# [Excerpt provided]
Friday, 2 December 2011

Art and Pleasure

Taste and Tragedy

Tragedy explains how an audience gains pleasure from negative feelings such as despair and fear. These feelings would not normally give you pleasure but it is because of when the negative feelings stop, you are pleased that they have stopped which is what you delight in. When the mind is bored, it will look for anything that will take it out of this moment of emotionless boredom such as plays or public executions.

Storytellers use as much emotions as possible, especially negative emotions to grasp their audience as much as possible. The audience enjoys these negative emotions more when it is placed in front of them as they see them as safe emotions, they are not real and therefore cannot truly harm them.

Collingwood on Art as Amusement


Collingwood gives us his view on what pleasure is and how it is defined. Many people enjoy work or reading books but means that they take value in it and nothing more. The term pleasure needs to be defined more as something that is enjoyable, what makes it enjoyable?

Happiness and pleasure are only just synonyms and the polar opposite of pain. Both of these tendencies can be found in Utilitarianism which has had a huge impact on society, allowing these ideas to develop further.

Collingwood states that 'art as amusement' is very different to 'art proper' and the two should never be confused. He does not say that people cannot find amusment in art but simply that people who look to go to the cinema or read a book for pleasure are more than likely to read or see something much simpler rather than people who would go see an independant film or read a far more challenging book. The simpler pleasure seems to be the most common.

Mill on Higher and Lower pleasures


Under the assumption that we gain pleasure for art, we cannot all value art to the same extent. Different people have different views on what is pleasurable, for example, people may enjoy listening to Queen whilst other people may not, even more complexly someone who enjoys Queen more than others. Should we use pleasure as a measurement for how good something is as people have different opinions on different things.



David Hume: The Enlightenment

The Scottish Enlightenment was an intellectual movement that happened during the 18th Century. It covered a wide range of ideas in the areas of philosophy, chemistry, geology, architecture, poetry, engineering, technology, economics, sociology, medicine and history.

David Hume believed in hard evidence, if you could not use facts or proof then it was not true. He stood firmly against the church for that same reason, they could not provide a shred of evidence to support their claims of god or heaven and hell, and that they used these ideas to take a hold of the faithful.

[Point-per-instance localization data]
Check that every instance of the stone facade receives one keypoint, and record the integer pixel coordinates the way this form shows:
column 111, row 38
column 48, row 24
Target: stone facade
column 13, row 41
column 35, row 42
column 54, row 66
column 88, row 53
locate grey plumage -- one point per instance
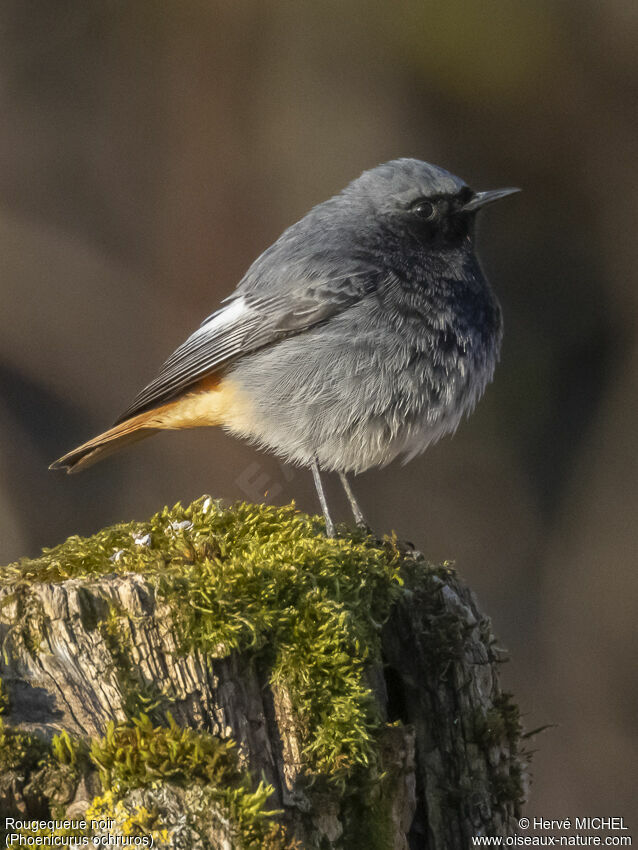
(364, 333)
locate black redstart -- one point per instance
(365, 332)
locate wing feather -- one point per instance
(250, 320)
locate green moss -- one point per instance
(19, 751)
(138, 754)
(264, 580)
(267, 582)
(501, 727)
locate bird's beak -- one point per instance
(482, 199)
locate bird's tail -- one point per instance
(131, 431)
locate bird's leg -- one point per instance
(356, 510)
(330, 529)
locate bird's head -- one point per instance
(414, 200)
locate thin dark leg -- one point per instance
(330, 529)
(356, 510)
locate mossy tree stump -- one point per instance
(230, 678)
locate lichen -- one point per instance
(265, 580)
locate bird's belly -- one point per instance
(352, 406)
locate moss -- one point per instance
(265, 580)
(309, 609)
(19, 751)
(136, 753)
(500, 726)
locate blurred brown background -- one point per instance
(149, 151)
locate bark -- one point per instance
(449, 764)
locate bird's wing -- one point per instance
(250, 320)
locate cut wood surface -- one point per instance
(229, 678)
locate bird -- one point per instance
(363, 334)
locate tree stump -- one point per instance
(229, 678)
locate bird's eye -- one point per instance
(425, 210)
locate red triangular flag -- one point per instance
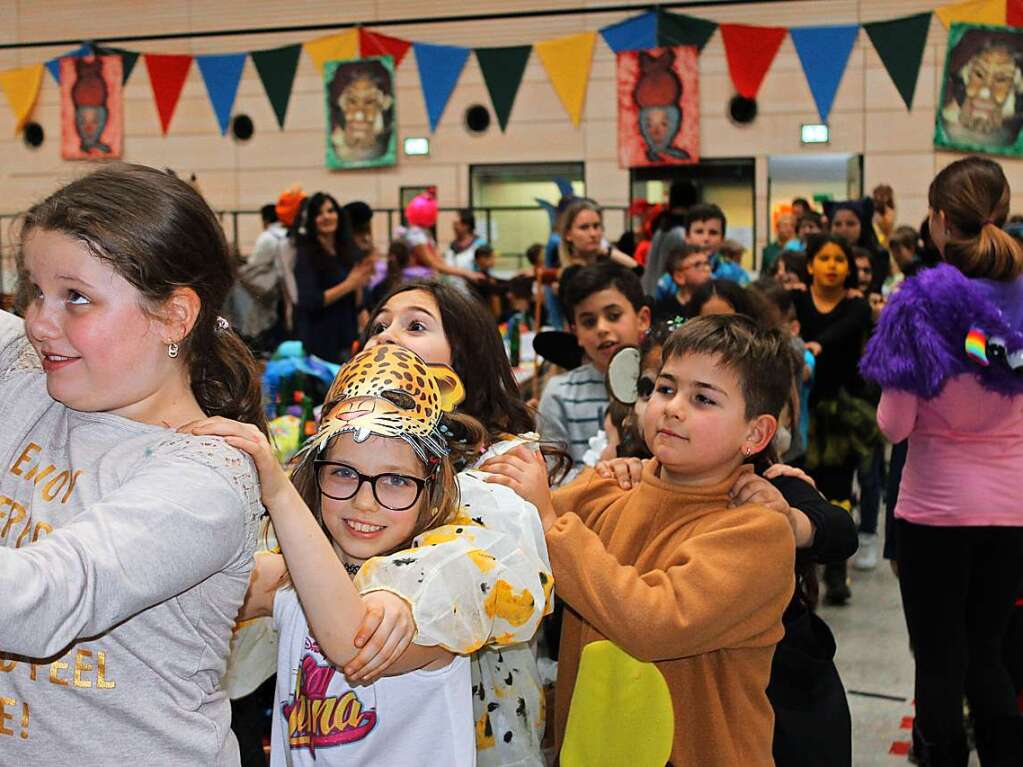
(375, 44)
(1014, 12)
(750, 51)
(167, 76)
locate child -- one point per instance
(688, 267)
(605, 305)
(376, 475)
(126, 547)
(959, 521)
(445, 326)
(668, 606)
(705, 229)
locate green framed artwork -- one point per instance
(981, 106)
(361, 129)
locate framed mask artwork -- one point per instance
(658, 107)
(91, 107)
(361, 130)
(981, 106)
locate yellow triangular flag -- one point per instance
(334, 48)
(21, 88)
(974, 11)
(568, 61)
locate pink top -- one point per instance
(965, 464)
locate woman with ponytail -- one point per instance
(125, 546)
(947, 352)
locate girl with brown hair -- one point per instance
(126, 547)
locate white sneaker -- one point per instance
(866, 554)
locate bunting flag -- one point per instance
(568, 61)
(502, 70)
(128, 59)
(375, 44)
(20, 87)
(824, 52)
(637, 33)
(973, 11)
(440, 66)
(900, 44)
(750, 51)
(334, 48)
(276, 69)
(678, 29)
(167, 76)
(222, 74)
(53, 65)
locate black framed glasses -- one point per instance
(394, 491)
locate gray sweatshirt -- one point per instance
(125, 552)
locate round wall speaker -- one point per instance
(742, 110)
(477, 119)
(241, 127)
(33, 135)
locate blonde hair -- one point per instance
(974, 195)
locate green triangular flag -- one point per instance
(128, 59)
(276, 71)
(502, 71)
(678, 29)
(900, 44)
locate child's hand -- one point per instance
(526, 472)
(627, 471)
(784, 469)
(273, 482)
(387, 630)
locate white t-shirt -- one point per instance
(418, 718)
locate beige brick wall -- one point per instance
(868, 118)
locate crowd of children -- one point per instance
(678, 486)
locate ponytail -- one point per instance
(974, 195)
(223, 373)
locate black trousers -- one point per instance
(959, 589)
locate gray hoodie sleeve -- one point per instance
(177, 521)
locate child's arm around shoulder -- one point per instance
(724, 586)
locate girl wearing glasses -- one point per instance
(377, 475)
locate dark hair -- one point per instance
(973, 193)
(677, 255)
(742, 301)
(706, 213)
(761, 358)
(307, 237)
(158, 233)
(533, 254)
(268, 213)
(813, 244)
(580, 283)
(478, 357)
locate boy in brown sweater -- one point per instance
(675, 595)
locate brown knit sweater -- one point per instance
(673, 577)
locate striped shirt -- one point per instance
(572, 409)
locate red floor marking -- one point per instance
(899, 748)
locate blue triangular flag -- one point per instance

# [Questions]
- A) Answer these from the text on art and pleasure:
(i) What two examples are given of things the bored mind looks for to escape boredom?
(ii) According to Collingwood, which two things should never be confused?
(iii) In which century did the Scottish Enlightenment happen?
- B) Please translate this sentence from the text on art and pleasure into Spanish: "The simpler pleasure seems to be the most common."
Rely only on the text to complete the work.

# [Task-by-task outputs]
- A)
(i) Plays or public executions.
(ii) 'Art as amusement' and 'art proper'.
(iii) The 18th Century.

- B) El placer más simple parece ser el más común.